** START OF Source excerpt **
Bob Wire Has a Point (It's Under His Cowboy Hat)
One Hundred (Okay, 50) Things I Hate About Missoula
By Bob Wire, 3-20-08
This list is going to be a whole lot tougher, and a whole lot riskier, for a whole lot of reasons.
First, for every single thing I hate about Missoula, there are ten that I love. In fact, I’ve already begun a supplementary list to this week’s earlier post.
Second, as an independent businessman, freelancer and musician, I want to be careful not to bite the hand that could potentially feed me. But I need to be honest, so I’ll just have to run that risk.
Lastly, I have been sicker than a dog since last weekend. Turns out Saturday’s laryngitis was just the warm up act for the veritable Sick du Soleil I’ve been suffering through here at the Wire compound all week. Besides feeling like I was ate by a bear and shit off a cliff (as my dad used to say), I’m frustrated, irritable, and absolutely no fun to be around. Which brings me to…
1. When one person gets the Taiwan Whooping Flu, we ALL get the Taiwan Whooping Flu within two weeks. This whole valley is like a goddamn day care center and I’m wearing a Kleenex jacket.
2. No grits served in any restaurant that I’m aware of (please correct me if I’m wrong).
3. No matter how cold it is, no matter how much snow is blasting through town in whiteout conditions, there’s always one moron in a pair of shorts.
4. Inversions. They were having inversions here 500 years ago, when the Indians were all burning fires in their tipis and idling their buffalo. It’s a problem of man vs. topography; what are you gonna do?
5. Mick Holien and that other clown who call the Griz home games on the radio. I hope to god they’re wearing pants, because it sounds like they’re not.
6. People whose consumption and lifestyle choices are blatantly Republican, but they tell everyone who’ll listen that they vote Democrat.
7. Elitist fly fishermen.
8. Taco Tuesday special at Taco John’s has skyrocketed from two for a buck to two for $1.19. Those three hot dogs at Ole’s are starting to look pretty good.
9. College kids in the bars who can’t hold their liquor. That would be…yep, all of them.
10. Payday loan shacks.
11. Garage sales where the out-of-whack pricing indicates that they think the crap piled in their driveway is some really valuable shit.
12. Losers who throw their empty 12-pack containers onto the road. Why is it always Bud Light or Busch Ice containers? Where are the Beck’s or Heineken boxes? Oh yeah, people who drink those beers graduated high school.
13. Organic food fascists.
** END OF Source excerpt **
» **What you need to do**:
Please reproduce, word for word, the passage of the Missoula list above that opens with the words "6. People whose" and closes with "Organic food fascists.".
** START OF Data lines **
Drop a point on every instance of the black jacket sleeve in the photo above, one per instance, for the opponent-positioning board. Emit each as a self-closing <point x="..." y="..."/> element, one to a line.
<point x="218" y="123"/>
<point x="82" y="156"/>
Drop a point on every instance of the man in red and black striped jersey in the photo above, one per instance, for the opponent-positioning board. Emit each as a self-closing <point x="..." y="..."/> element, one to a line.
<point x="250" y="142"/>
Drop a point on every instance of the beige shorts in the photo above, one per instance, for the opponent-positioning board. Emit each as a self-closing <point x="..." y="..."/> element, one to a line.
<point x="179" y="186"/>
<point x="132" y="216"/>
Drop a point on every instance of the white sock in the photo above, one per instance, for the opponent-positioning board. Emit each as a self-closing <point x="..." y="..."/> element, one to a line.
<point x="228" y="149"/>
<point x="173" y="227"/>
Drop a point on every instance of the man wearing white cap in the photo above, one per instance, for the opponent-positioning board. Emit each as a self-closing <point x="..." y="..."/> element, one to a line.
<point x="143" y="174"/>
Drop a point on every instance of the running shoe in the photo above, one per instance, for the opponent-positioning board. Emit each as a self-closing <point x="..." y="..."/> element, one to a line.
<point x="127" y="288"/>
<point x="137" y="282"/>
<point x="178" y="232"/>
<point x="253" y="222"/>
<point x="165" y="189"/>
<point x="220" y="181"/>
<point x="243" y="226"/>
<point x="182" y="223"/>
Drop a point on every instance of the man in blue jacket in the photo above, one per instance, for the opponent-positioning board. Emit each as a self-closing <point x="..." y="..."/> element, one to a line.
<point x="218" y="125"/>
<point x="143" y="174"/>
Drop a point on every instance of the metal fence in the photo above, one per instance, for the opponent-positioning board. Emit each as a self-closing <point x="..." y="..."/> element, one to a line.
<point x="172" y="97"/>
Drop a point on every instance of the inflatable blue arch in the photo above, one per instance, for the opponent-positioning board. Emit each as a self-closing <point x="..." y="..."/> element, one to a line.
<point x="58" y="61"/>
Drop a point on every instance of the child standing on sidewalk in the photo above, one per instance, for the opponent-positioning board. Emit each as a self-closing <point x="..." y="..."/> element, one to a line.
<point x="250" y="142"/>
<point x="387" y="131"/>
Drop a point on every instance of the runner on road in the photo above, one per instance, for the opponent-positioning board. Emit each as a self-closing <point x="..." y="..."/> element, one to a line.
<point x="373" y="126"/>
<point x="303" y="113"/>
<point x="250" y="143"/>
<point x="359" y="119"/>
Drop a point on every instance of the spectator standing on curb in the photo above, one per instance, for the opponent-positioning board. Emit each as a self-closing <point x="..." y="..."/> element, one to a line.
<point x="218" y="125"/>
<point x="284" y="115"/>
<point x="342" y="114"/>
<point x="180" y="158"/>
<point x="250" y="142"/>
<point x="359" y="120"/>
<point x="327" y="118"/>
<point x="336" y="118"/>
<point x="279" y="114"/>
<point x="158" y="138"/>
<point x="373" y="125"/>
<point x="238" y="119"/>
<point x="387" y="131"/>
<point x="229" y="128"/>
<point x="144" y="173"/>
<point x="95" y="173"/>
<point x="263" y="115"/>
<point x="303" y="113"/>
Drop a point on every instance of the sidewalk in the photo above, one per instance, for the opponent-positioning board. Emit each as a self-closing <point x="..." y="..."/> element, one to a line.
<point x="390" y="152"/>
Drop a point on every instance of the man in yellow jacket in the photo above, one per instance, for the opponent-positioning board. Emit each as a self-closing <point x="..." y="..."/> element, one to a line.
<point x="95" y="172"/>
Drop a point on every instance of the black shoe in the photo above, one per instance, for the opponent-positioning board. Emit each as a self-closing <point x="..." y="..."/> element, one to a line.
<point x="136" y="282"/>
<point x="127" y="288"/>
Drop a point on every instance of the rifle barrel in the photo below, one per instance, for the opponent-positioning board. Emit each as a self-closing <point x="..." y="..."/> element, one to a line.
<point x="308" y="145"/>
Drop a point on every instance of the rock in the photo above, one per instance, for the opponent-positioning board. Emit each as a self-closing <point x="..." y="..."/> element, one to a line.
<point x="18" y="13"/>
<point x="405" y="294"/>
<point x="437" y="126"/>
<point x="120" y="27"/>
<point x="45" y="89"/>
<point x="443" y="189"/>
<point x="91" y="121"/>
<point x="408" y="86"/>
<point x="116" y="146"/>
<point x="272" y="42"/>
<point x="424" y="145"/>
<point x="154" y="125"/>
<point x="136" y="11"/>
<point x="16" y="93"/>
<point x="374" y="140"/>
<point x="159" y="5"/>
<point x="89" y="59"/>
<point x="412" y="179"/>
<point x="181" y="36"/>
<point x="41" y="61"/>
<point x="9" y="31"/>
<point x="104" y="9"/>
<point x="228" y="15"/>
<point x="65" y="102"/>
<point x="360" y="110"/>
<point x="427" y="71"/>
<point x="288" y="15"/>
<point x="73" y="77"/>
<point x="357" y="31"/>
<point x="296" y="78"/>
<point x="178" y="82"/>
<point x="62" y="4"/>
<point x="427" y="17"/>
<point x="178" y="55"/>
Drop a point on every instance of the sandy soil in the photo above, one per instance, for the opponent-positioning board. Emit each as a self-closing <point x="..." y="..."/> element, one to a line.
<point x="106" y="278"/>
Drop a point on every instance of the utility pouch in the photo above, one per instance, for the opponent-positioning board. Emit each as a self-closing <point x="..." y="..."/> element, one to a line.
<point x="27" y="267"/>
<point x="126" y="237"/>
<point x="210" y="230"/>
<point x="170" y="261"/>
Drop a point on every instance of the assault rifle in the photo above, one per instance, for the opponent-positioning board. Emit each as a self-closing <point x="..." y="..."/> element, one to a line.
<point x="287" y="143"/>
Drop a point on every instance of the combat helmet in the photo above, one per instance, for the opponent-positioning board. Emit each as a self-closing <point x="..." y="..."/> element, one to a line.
** END OF Data lines **
» **Answer for the task**:
6. People whose consumption and lifestyle choices are blatantly Republican, but they tell everyone who’ll listen that they vote Democrat.
7. Elitist fly fishermen.
8. Taco Tuesday special at Taco John’s has skyrocketed from two for a buck to two for $1.19. Those three hot dogs at Ole’s are starting to look pretty good.
9. College kids in the bars who can’t hold their liquor. That would be…yep, all of them.
10. Payday loan shacks.
11. Garage sales where the out-of-whack pricing indicates that they think the crap piled in their driveway is some really valuable shit.
12. Losers who throw their empty 12-pack containers onto the road. Why is it always Bud Light or Busch Ice containers? Where are the Beck’s or Heineken boxes? Oh yeah, people who drink those beers graduated high school.
13. Organic food fascists.